- _Requirements_:
Write out the records again, exactly, leaving none out.

───

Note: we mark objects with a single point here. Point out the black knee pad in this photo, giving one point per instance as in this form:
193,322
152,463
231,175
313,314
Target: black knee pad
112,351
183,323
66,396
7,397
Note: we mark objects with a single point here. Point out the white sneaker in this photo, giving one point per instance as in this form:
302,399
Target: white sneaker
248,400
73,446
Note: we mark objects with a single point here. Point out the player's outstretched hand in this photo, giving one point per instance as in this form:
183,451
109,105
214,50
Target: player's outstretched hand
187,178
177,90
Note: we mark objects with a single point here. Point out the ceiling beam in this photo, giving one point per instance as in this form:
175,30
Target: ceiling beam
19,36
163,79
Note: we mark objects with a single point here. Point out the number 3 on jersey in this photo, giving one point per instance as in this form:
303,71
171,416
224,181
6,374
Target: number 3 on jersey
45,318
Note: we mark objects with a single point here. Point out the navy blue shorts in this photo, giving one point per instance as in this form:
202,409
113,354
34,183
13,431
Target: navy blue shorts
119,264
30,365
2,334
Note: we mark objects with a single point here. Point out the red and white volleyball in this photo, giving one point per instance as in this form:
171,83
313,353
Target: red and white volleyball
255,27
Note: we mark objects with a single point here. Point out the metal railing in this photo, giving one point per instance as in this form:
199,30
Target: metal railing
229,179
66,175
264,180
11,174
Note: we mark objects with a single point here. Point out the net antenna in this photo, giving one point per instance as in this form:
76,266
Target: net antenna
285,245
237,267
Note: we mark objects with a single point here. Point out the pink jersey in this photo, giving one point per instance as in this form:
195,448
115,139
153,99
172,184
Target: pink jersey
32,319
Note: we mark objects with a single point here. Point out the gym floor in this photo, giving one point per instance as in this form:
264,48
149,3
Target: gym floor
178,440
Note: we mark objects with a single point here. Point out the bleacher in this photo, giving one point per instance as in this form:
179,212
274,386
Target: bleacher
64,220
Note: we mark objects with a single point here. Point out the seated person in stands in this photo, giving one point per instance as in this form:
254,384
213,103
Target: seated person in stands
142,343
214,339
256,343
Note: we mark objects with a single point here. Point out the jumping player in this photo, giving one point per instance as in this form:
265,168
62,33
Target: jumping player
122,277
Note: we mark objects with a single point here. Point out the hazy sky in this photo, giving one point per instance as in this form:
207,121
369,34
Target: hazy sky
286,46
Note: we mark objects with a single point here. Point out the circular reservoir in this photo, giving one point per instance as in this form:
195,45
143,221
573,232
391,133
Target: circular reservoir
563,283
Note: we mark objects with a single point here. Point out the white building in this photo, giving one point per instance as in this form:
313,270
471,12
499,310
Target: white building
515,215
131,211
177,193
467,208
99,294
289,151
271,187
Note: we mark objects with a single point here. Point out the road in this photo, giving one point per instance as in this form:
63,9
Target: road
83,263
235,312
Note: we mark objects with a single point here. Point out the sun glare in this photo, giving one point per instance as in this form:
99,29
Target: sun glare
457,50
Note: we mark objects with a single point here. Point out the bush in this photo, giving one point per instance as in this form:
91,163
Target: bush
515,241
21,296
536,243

───

- _Finished task_:
Note: we mark objects with a single point here. Point out the black knee pad in this photo, giving one point per instance as in this form:
193,322
152,463
231,175
313,314
Target: black knee pad
112,351
183,323
66,396
7,397
Note: we mark objects with a single point here. Point out the white sneaker in this photo, giving one point per instance as in this form:
302,399
Target: white sneaker
248,400
73,446
Note: we mark objects with a single point here. Point out the player's outstretched hand in this photo, giving one point per instance as in this form:
183,451
109,105
214,50
Target: player's outstretched hand
187,178
177,90
Note: we mark objects with a single point here. Point out the ceiling beam in this photo, giving one point per instance as in this form:
175,30
Target: ceiling beam
19,36
163,79
Note: we mark objects with a single point here. Point out the number 3 on jersey in this photo, giving one point per instance as in this form:
303,71
171,416
224,181
6,374
Target: number 3 on jersey
45,318
Note: we mark objects with a single point here. Point out the navy blue shorts in this photo, giving one point per instance as in this form:
202,409
113,354
34,183
13,431
Target: navy blue shorts
119,264
30,365
2,334
Note: we mark objects with a single point here. Point out the red and white volleyball in this photo, giving one point per instance as in this form:
171,83
313,353
Target: red and white volleyball
255,27
Note: we mark objects with a single point here. Point out the metal railing in this photo, giving one point per instance as in this form:
199,30
Target: metal railing
229,179
66,175
264,180
11,174
Note: we mark objects with a single point here. Point out the net antenna in this photo, giving one point per instance as in this form:
76,266
Target: net antenna
285,245
237,267
Note: we mark objects with a single point here. Point out the pink jersey in this photo, giving one point per instance as in this form:
195,448
115,139
153,99
172,184
Target: pink jersey
32,319
Note: we mark objects with a single point here. Point out the gym floor in this photo, giving one point per instance as in this form:
264,48
149,3
Target: gym floor
178,440
Note: we mark objects with a single point here. Point out the bleacher in this photo, giving one point per instance as in this form:
179,212
274,386
Target: bleacher
64,220
Note: we mark objects with a single point here. Point out the seated person in stands in this photo, giving one point per instance as in this form:
254,384
213,103
Target: seated person in stands
142,343
214,339
256,343
Note: we mark objects with a single point here. Point out the jumping player in this photo, giving one point per instance as in this form:
265,168
62,33
Target: jumping player
122,277
Note: we mark objects with a single point here. Point out the hazy sky in this photo, giving one point per instance as in this form:
207,121
369,34
Target: hazy sky
286,46
Note: we mark objects with a single point here. Point out the circular reservoir in this photo, giving one point per instance as in this form:
195,45
143,221
573,232
391,133
Target: circular reservoir
563,283
Note: we mark objects with a single point here. Point out the white building in this photo, giving one point per instance as in this form:
313,270
471,12
499,310
Target: white building
515,215
131,211
177,193
467,208
99,294
289,151
271,187
Note: we mark objects with a single point here. Point out the road in this photo, giving one point per instance as in this form:
63,9
Target: road
83,263
235,312
Note: we mark objects with a single point here. Point out the sun glare in this photo, giving one point per instance as in this form:
99,29
Target: sun glare
457,50
Note: we mark objects with a single point here. Point out the bush in this photo, giving one point per instance as in this form:
91,163
Target: bush
515,241
21,296
536,243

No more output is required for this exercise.